+++ Input rows +++

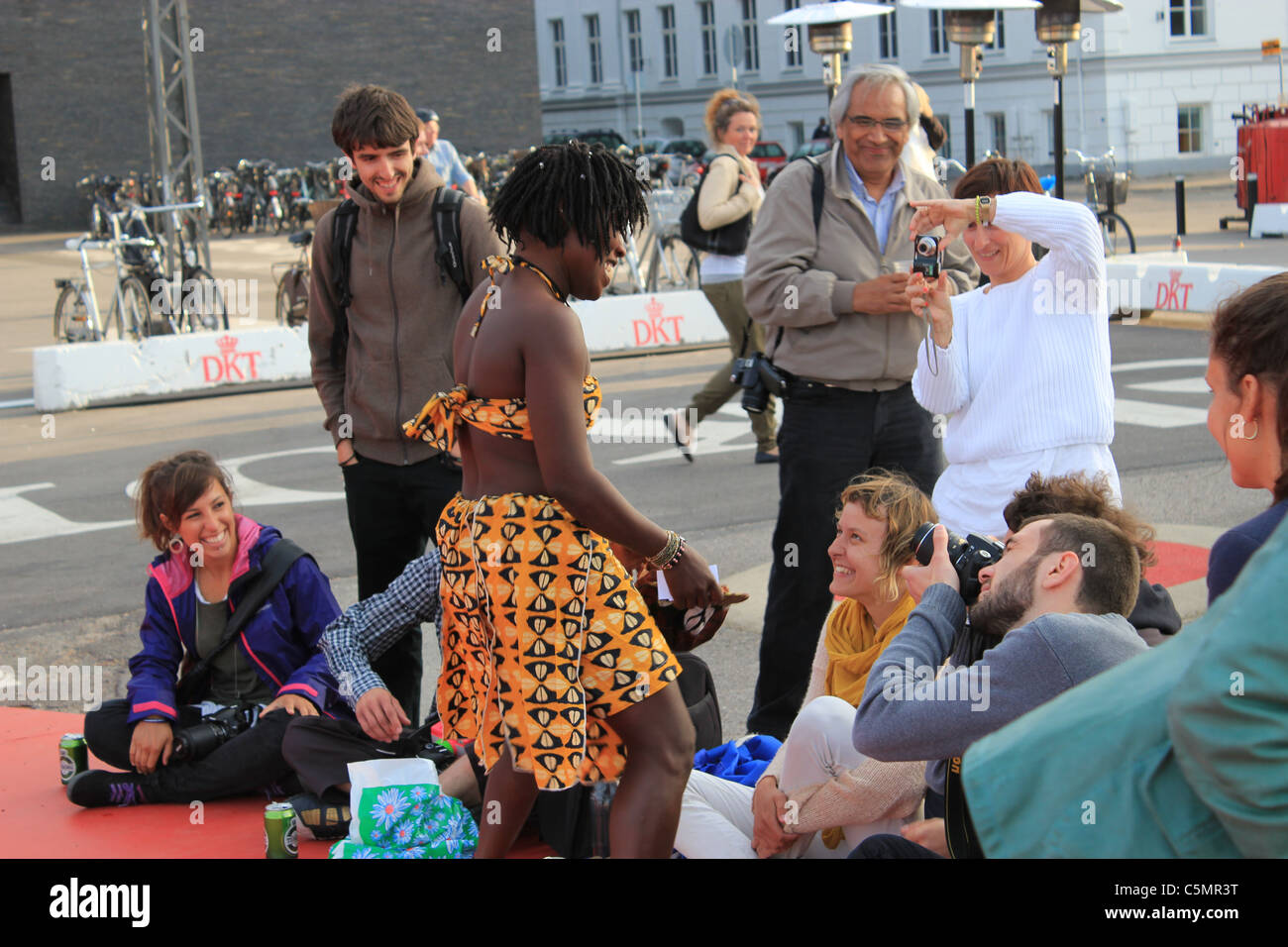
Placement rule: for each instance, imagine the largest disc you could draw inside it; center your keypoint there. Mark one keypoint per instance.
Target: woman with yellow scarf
(819, 797)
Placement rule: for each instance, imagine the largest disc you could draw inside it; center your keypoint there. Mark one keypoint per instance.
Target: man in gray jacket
(840, 328)
(394, 351)
(1052, 608)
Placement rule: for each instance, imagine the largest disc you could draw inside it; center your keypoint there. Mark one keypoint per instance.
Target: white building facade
(1158, 80)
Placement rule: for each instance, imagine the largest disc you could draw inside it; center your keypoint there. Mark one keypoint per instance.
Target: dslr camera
(759, 379)
(927, 257)
(201, 740)
(967, 556)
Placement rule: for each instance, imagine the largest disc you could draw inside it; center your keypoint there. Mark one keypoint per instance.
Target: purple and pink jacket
(281, 641)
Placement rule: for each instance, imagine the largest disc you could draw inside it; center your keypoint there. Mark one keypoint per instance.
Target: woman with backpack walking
(729, 196)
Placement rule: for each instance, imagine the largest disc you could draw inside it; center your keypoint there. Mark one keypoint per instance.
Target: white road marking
(1153, 415)
(1179, 385)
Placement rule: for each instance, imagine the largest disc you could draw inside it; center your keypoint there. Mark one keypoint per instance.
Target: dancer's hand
(692, 583)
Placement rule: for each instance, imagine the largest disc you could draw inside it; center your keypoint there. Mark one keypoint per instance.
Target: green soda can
(279, 832)
(72, 757)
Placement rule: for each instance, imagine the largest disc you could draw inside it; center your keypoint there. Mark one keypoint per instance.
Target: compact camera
(969, 556)
(927, 257)
(759, 379)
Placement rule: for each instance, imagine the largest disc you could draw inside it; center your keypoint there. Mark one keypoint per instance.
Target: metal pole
(1057, 121)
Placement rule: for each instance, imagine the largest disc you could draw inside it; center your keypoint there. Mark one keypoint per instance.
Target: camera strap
(258, 587)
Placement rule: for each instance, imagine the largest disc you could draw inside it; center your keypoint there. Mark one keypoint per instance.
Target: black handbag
(729, 240)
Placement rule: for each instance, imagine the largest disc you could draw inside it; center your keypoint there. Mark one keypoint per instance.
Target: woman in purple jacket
(273, 669)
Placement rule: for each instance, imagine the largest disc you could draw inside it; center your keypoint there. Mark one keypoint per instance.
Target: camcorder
(201, 740)
(967, 556)
(759, 379)
(927, 257)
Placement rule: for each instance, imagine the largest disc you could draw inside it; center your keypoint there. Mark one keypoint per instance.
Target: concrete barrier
(201, 364)
(1172, 282)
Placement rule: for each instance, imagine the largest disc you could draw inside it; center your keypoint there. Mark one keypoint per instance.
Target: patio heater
(831, 33)
(1057, 25)
(971, 25)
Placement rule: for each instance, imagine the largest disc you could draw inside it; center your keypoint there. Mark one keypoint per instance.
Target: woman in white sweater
(819, 796)
(1020, 367)
(730, 192)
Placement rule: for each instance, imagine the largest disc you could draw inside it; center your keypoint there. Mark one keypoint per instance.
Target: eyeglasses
(862, 121)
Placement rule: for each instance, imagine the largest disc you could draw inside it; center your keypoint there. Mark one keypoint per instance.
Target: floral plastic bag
(399, 812)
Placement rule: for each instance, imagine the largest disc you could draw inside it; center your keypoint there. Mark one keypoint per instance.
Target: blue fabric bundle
(738, 761)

+++

> Exercise brief
How many lines in the entries contain the word "camera"? Reply with the number alone.

> Response to this task
3